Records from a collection
----------
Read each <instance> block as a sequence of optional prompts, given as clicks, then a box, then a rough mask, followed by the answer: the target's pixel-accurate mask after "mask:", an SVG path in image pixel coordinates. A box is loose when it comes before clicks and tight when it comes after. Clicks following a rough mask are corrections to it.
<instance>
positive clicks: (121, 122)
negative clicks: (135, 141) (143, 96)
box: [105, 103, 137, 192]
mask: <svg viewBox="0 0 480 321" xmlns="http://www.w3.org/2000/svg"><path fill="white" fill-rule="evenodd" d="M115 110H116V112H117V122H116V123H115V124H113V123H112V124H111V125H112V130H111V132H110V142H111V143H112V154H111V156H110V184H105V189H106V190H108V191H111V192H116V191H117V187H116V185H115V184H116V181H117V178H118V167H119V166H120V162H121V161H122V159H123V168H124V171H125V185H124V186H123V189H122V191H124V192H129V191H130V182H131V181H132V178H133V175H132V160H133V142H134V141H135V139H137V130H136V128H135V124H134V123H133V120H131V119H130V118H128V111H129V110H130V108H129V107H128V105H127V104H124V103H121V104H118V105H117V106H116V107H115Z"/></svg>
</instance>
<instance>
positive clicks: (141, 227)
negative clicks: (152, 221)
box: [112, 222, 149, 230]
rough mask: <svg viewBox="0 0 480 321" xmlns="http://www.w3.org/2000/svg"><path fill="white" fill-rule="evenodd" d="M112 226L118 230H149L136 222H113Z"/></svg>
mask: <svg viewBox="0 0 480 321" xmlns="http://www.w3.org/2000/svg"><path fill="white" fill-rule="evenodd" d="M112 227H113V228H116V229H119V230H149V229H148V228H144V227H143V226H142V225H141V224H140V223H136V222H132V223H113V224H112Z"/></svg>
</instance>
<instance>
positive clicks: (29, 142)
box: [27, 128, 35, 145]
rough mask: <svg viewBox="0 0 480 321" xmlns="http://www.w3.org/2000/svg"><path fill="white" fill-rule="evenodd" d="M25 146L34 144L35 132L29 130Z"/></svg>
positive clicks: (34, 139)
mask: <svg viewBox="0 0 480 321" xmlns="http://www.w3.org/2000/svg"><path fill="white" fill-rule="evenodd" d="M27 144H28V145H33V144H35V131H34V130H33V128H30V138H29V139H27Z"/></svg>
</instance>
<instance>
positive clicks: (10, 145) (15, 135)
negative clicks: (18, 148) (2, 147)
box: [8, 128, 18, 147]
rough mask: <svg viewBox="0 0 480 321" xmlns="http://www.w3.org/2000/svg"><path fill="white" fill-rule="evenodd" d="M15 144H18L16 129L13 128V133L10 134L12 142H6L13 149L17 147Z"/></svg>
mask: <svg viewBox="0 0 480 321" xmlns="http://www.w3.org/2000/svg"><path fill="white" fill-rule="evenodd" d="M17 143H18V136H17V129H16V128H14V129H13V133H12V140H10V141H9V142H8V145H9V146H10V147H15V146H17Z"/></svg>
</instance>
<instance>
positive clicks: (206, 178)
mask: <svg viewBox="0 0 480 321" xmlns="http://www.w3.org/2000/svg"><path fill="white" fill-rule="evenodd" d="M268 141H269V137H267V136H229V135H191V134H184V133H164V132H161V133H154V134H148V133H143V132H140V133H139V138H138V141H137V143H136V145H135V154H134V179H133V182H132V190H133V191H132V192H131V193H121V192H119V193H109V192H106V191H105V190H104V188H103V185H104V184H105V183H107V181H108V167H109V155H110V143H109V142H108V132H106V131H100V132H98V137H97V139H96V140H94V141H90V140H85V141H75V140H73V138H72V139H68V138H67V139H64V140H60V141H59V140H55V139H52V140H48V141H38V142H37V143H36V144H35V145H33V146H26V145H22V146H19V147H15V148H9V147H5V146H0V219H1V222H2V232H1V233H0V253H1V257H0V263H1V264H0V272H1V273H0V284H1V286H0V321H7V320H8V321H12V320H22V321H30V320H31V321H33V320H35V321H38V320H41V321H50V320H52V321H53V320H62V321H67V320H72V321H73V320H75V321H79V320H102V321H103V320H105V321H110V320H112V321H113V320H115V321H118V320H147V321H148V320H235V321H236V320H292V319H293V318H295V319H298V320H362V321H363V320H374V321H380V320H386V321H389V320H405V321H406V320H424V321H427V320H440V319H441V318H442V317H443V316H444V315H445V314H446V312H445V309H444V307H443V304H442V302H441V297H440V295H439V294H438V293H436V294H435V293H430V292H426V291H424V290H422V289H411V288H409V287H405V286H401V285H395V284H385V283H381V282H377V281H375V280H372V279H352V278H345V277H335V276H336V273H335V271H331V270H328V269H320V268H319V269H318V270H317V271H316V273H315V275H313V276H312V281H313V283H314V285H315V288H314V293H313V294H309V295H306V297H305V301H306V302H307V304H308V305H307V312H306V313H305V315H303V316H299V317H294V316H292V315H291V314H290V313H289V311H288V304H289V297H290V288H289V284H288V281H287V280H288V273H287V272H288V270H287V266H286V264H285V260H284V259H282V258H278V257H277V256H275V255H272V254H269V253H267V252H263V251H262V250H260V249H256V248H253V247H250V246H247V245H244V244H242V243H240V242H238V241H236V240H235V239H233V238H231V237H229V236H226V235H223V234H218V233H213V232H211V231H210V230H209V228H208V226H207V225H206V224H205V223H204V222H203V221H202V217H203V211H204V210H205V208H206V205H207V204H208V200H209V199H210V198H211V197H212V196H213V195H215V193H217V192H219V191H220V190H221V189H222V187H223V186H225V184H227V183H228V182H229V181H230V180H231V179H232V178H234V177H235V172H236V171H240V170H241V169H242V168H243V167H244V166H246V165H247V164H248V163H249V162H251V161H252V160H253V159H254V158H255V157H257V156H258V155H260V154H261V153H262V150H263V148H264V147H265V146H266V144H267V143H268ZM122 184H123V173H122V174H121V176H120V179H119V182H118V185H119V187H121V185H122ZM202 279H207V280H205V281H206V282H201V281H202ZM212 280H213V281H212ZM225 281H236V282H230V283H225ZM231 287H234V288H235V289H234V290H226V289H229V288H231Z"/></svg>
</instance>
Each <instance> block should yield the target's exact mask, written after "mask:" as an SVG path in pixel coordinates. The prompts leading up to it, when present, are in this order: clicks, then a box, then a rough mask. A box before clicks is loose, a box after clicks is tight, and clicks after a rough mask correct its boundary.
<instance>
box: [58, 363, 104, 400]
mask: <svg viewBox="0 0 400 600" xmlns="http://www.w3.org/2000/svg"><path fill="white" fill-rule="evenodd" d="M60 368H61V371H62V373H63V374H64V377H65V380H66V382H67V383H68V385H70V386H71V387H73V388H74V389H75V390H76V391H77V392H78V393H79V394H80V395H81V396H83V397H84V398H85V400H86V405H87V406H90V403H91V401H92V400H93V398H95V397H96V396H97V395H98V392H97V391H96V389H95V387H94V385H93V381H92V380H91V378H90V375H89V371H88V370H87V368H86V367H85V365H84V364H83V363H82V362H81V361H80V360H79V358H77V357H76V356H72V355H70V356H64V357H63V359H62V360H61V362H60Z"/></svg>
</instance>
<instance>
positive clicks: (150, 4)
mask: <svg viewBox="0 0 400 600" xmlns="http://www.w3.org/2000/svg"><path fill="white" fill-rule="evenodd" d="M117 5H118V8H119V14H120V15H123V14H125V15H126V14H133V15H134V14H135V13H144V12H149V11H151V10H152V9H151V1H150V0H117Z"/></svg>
----------
**TASK TO COMPLETE**
Copy out each line of the entries above that holds "tight".

**EXPECTED ANSWER**
Read each <instance> block as a sequence of optional prompts, given as clicks, then a box, then a rough mask, followed by the answer: the target's pixel-accurate mask after "mask:", an SVG path in image pixel coordinates. A box is loose when it comes before clicks and tight when it comes after. Clicks following a rough mask are corrections to it.
Each <instance> block should yield the target's exact mask, written after "mask:" as an SVG path in pixel coordinates. The prompts leading up to it, when present, are in this order: clicks, then a box, then a rough mask. A box before clicks is loose, a box after clicks is tight, and clicks after a rough mask correct its boundary.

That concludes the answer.